> [What you have to do]: Turn the part of the entries that opens with their first line and closes with the line containing "0 120 L 101", both ends included, into a JSON list of strings with one string per line. Leave out any blank lines.

> [Data provided]:

[START]

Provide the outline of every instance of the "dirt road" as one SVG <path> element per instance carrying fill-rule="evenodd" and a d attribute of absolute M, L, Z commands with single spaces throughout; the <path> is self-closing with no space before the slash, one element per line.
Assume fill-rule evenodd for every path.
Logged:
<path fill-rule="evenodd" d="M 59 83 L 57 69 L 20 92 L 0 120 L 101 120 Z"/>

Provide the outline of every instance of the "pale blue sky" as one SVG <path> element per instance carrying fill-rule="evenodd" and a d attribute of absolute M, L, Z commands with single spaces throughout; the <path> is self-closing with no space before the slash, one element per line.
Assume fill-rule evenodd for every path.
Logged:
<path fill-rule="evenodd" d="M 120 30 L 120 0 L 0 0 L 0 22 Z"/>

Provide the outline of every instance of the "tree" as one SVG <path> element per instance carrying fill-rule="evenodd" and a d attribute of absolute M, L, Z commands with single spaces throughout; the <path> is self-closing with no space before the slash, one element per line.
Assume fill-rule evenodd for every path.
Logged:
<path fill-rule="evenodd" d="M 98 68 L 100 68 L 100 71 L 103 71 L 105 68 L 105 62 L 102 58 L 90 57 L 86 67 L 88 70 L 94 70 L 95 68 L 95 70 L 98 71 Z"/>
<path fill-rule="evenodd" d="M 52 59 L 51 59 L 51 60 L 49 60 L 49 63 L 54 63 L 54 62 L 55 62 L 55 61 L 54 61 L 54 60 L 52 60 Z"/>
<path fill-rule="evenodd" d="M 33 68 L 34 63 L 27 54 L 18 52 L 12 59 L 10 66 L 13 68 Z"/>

[END]

> [Answer]:
[
  "Provide the outline of every instance of the \"dirt road\" as one SVG <path> element per instance carrying fill-rule=\"evenodd\" and a d attribute of absolute M, L, Z commands with single spaces throughout; the <path> is self-closing with no space before the slash, one element per line.",
  "Assume fill-rule evenodd for every path.",
  "Logged:",
  "<path fill-rule=\"evenodd\" d=\"M 59 83 L 57 69 L 20 92 L 0 120 L 101 120 Z\"/>"
]